Spatial annotation records
/---

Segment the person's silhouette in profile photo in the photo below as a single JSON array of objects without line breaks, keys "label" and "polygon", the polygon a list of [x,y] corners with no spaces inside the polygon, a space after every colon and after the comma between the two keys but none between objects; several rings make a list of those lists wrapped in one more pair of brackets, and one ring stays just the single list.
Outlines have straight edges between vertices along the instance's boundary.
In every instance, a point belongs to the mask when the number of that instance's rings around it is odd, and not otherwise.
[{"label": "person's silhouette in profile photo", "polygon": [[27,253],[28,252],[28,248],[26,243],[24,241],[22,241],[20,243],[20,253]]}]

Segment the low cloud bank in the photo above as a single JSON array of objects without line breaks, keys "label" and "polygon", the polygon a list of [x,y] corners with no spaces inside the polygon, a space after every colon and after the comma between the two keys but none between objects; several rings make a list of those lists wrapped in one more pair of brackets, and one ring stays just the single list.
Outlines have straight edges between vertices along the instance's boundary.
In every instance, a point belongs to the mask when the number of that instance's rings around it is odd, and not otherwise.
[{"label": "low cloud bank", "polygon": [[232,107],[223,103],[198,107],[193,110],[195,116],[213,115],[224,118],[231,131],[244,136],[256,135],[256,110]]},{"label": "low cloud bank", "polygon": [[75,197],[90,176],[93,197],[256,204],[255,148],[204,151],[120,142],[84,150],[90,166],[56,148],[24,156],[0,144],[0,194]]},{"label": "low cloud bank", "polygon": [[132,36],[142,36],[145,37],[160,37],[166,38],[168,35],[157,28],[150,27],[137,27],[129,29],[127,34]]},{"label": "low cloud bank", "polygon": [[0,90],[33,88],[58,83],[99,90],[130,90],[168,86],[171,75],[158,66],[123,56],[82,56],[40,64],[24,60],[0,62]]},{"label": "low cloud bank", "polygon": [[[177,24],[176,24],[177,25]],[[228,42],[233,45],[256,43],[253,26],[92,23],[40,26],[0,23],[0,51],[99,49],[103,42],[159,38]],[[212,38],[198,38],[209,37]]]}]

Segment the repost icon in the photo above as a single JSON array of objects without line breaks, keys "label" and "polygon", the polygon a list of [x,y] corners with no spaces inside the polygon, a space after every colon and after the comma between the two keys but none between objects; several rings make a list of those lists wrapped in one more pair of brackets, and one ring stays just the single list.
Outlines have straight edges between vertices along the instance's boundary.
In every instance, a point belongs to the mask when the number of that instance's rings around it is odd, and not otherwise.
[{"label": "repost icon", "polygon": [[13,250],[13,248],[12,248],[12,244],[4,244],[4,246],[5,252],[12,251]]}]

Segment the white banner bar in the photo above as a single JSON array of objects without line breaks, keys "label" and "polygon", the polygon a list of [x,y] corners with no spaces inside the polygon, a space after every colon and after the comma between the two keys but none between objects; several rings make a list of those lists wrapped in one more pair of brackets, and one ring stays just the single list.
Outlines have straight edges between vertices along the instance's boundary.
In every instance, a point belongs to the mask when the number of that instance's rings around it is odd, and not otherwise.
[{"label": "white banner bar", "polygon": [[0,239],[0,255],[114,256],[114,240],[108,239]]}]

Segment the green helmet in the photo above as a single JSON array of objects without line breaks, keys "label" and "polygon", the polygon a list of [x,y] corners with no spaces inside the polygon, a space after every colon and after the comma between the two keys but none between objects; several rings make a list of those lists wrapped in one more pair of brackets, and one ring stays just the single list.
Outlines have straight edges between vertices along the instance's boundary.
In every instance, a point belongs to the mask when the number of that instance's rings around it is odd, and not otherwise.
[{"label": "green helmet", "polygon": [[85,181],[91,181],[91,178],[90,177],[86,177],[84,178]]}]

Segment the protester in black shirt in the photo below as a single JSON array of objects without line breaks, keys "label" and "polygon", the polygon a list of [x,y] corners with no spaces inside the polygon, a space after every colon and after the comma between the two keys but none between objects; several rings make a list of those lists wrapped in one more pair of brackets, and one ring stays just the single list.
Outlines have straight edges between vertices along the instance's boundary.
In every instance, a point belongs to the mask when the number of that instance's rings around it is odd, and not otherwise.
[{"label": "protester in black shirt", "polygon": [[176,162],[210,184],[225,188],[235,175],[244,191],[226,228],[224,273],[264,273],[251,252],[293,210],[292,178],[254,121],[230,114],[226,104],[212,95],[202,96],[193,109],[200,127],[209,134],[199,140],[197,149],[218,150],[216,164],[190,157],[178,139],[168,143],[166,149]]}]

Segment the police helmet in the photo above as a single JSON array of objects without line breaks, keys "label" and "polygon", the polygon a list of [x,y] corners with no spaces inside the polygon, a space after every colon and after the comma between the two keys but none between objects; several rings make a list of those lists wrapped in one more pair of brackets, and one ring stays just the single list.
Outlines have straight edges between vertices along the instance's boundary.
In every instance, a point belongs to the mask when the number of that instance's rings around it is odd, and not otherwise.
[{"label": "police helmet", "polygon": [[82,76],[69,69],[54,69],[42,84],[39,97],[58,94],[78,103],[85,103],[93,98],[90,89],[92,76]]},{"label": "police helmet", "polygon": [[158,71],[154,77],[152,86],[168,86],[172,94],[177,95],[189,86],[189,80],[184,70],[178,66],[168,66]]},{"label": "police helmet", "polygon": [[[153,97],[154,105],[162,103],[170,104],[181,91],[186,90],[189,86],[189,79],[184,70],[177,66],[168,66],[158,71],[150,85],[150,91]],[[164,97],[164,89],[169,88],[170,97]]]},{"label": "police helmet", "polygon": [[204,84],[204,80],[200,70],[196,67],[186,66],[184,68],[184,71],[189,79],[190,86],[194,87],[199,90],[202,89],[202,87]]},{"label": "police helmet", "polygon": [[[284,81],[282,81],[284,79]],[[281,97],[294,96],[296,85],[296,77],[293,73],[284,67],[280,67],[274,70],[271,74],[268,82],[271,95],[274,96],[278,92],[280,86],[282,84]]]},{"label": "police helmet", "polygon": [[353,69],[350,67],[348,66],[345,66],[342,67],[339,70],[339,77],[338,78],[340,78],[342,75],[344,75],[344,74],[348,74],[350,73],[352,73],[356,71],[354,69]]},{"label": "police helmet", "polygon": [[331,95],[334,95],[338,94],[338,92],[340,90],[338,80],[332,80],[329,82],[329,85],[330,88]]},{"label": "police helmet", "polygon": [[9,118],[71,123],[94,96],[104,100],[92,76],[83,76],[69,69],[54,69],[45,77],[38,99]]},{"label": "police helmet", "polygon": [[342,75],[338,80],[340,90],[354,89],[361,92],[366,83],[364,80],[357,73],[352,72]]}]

\---

> **Task directions**: Identify each line in the data above that contains the word "silhouette", and copy those lines out in full.

> **The answer**:
Segment the person's silhouette in profile photo in the photo below as a single JSON array of objects without line breaks, keys "label" and "polygon", the polygon a list of [x,y] corners with no spaces inside the polygon, a space after every colon and after the comma between the two keys but none between objects; several rings make a list of those lists wrapped in one more pair of brackets, and one ring stays just the single list.
[{"label": "person's silhouette in profile photo", "polygon": [[27,253],[28,252],[28,248],[26,243],[24,241],[22,241],[20,243],[20,253]]}]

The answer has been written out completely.